Output exactly the lines that run from the line with "If you could tag the man's outstretched" to the end of the material, both ends included, and no other lines.

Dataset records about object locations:
________________________
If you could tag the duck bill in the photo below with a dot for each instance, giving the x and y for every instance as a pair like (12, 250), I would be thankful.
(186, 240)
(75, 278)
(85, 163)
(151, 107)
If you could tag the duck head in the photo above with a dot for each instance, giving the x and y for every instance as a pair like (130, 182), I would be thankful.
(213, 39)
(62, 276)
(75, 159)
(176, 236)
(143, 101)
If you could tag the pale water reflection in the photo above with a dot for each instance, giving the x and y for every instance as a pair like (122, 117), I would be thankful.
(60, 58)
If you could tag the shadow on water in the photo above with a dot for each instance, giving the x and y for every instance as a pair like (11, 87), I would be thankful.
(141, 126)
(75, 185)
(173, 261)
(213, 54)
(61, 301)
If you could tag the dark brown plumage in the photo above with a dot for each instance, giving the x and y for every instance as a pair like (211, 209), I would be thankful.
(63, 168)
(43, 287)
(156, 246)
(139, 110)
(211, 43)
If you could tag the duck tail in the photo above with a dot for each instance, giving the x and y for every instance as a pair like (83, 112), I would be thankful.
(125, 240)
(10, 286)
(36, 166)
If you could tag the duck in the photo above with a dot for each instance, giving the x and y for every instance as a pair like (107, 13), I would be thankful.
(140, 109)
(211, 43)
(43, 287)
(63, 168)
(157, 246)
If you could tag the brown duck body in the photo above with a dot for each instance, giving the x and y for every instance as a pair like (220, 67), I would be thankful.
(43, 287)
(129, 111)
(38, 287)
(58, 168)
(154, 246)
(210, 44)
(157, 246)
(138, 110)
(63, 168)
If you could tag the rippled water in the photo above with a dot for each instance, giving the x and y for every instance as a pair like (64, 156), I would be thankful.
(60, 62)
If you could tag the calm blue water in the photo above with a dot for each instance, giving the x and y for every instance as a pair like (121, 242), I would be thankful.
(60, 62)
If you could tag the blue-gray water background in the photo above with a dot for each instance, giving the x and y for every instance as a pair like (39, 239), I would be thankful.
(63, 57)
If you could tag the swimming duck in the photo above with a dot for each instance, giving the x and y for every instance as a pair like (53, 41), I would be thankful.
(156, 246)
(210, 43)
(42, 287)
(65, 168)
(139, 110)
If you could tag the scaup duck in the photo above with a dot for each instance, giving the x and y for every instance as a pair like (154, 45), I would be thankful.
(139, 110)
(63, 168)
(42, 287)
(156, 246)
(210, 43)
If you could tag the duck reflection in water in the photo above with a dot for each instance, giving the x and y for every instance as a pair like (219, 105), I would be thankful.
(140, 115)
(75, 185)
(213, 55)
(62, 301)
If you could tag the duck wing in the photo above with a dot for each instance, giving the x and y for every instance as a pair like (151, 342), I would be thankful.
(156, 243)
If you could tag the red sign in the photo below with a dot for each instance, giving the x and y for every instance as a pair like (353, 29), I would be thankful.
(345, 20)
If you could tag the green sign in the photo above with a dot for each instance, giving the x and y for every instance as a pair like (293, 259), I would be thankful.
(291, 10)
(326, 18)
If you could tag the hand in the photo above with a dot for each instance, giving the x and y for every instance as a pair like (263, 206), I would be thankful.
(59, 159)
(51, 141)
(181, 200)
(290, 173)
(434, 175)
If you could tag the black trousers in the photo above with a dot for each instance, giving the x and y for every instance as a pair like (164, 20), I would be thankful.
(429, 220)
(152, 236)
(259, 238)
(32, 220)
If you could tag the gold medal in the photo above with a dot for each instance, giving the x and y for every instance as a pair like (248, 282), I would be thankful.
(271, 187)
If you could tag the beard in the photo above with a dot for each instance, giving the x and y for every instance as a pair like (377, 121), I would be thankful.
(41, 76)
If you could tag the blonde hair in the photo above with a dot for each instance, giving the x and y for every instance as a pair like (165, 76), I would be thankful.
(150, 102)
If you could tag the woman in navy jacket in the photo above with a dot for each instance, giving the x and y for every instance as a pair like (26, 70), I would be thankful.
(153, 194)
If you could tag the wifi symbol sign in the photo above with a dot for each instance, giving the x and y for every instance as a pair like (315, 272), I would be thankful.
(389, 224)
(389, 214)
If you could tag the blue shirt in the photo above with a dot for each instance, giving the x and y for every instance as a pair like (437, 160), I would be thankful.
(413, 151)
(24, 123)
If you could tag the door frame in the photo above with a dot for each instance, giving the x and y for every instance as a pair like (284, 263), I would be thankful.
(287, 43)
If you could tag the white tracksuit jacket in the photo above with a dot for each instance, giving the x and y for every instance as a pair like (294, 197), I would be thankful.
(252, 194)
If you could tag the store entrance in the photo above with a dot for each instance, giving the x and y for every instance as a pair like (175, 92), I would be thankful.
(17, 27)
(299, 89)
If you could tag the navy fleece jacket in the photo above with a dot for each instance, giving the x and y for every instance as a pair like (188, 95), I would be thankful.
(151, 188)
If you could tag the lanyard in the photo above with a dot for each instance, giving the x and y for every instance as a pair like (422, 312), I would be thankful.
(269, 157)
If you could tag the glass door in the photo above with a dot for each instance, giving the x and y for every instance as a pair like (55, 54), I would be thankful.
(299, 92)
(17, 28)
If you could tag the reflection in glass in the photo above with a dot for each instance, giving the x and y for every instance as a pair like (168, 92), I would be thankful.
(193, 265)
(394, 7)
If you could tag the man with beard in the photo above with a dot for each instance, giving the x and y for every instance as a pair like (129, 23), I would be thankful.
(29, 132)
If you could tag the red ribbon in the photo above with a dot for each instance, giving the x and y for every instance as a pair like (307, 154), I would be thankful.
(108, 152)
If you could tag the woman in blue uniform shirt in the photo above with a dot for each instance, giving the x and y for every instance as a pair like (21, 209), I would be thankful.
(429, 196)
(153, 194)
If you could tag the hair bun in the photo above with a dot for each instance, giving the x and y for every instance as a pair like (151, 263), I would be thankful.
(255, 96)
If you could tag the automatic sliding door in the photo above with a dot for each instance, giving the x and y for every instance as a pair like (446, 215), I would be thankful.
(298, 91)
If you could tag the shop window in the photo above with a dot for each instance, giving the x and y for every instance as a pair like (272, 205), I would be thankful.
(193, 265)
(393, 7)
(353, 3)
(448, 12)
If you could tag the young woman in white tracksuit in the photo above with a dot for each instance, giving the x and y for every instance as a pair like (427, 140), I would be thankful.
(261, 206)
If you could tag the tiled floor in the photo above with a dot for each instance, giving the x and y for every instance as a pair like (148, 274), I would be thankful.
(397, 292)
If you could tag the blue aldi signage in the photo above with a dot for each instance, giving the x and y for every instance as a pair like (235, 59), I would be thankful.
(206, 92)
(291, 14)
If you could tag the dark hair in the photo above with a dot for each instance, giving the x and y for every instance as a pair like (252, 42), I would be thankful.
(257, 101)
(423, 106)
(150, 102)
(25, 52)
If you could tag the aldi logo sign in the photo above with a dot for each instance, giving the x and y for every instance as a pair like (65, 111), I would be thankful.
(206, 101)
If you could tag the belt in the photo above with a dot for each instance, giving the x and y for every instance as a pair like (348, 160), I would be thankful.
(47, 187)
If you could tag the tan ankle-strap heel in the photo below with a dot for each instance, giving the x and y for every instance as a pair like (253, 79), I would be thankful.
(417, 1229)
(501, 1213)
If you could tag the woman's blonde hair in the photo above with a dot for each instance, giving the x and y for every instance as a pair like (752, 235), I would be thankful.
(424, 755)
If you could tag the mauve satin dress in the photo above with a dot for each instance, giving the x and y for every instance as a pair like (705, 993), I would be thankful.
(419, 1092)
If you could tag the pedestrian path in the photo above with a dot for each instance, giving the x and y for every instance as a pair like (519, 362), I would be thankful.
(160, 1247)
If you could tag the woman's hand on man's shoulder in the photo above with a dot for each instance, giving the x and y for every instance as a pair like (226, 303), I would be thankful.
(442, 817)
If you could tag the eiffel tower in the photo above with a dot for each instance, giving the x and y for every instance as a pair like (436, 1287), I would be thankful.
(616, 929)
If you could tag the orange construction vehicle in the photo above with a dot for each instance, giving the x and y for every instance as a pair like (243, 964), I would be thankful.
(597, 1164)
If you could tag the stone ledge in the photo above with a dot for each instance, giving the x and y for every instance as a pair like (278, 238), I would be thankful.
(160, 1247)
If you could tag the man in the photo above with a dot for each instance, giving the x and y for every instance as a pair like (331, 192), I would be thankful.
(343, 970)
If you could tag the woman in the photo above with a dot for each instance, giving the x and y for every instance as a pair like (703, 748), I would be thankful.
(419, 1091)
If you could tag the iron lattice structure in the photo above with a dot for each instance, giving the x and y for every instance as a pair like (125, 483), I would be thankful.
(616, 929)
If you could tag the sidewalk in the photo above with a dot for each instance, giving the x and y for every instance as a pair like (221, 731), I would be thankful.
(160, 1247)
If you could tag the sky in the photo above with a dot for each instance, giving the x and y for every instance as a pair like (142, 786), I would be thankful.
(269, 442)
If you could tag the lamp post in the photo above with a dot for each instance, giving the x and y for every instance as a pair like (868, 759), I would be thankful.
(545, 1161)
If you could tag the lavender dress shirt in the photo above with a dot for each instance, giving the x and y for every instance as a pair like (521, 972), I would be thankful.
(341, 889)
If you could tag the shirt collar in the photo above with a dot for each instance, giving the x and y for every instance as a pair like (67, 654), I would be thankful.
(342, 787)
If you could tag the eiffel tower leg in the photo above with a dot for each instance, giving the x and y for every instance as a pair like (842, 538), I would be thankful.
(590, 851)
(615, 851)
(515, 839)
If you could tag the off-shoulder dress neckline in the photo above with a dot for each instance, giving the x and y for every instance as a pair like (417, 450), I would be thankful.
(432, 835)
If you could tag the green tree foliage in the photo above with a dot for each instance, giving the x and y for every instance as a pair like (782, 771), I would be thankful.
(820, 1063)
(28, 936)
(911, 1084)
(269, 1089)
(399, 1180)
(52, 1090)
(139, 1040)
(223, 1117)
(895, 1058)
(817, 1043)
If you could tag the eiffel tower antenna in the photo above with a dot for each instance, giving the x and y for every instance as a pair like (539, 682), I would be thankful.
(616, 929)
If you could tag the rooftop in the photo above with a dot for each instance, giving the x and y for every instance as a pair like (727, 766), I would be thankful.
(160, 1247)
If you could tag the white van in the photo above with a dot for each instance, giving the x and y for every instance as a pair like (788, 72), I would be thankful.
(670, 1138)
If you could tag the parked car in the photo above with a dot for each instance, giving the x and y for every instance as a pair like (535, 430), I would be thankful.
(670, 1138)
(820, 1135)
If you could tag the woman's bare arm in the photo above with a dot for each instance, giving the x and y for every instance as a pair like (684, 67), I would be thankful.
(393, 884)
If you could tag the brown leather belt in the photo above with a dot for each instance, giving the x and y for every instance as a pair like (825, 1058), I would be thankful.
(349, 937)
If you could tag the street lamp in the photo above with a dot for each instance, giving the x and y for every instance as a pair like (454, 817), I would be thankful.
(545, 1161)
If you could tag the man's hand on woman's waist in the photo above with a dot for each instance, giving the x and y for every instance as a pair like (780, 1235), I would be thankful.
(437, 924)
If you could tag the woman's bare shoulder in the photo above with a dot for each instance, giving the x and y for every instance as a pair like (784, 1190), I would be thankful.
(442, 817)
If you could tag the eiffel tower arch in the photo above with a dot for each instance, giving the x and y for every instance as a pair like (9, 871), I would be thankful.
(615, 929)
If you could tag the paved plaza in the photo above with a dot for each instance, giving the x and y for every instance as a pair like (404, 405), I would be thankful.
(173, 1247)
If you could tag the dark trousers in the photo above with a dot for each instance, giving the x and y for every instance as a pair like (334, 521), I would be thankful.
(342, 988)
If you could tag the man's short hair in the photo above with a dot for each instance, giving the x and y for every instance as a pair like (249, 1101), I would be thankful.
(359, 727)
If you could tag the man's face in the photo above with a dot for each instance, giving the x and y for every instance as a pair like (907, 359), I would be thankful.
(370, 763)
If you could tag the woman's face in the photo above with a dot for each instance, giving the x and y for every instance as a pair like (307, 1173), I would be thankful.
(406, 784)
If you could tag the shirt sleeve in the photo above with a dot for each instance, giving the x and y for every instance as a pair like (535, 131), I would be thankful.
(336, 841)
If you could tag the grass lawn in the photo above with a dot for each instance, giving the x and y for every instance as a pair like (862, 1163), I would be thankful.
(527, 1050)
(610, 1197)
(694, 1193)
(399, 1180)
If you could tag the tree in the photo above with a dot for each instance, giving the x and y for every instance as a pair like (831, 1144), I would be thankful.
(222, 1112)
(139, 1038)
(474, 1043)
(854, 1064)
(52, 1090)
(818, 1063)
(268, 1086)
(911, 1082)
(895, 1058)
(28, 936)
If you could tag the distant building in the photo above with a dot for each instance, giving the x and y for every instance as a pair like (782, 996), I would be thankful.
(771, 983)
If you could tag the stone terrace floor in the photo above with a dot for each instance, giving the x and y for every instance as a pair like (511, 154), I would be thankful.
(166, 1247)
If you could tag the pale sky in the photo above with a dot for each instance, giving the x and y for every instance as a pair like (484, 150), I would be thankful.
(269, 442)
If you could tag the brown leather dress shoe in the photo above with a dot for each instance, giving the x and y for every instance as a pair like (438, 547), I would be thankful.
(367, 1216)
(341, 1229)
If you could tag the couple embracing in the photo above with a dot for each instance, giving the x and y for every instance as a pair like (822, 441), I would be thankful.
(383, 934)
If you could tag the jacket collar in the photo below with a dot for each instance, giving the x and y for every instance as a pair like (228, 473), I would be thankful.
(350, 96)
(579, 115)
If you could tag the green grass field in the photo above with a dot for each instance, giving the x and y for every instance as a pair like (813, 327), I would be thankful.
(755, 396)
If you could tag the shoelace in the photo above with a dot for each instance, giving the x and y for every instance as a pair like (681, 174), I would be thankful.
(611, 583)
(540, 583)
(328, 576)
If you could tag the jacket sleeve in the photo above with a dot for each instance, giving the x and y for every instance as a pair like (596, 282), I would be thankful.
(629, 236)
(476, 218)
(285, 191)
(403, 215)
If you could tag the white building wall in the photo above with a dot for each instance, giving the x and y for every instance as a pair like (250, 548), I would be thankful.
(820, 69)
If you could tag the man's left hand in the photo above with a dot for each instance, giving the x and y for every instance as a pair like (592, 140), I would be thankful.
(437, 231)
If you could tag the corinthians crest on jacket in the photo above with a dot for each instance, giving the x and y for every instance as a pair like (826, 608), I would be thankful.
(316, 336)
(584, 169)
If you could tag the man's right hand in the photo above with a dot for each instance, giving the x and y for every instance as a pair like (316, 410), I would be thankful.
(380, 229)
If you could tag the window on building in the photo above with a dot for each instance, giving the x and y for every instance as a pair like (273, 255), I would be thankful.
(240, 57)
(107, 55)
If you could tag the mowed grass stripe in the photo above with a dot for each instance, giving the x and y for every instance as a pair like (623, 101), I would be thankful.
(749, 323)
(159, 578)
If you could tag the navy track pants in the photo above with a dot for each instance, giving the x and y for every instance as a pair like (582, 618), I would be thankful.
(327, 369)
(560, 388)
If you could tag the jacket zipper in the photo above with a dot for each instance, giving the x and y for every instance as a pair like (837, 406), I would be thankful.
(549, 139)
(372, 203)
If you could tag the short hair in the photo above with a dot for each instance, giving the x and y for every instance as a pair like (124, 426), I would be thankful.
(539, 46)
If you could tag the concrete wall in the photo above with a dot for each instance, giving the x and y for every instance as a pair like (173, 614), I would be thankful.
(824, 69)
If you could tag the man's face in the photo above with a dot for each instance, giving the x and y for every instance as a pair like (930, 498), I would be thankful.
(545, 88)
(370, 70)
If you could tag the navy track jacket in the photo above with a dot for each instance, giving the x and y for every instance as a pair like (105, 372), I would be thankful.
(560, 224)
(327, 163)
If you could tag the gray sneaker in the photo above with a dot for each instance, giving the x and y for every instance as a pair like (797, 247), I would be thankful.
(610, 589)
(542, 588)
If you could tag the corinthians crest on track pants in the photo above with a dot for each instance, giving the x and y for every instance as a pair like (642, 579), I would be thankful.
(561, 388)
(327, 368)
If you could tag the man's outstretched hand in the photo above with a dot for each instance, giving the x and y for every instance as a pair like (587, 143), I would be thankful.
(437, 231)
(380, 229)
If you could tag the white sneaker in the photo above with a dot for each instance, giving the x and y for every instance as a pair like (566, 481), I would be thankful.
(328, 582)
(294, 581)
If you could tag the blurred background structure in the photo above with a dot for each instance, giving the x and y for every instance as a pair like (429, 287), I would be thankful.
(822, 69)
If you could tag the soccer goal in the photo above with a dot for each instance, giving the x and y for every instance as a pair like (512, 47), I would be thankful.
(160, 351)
________________________
* **FINISHED EXERCISE**
If you could tag the man's outstretched hand in the photo above with a dot for each instance, giving the x and y for every instance as a pair like (587, 143), I would be thankful.
(437, 231)
(380, 229)
If you could tag the white sneaker in the photo above with a dot for each instance, giving the x and y for every instance as a pair like (566, 481), I would be thankful.
(328, 582)
(294, 581)
If you could tag the blurred background structure in the photo above with a dot for each instance, giving the x and y for every instance as a pair like (429, 287), I would be thankful.
(822, 69)
If you could tag the soccer goal in the photo above with a dot for each instance, giving the x and y for every instance as a pair like (512, 47), I would be thankful.
(160, 351)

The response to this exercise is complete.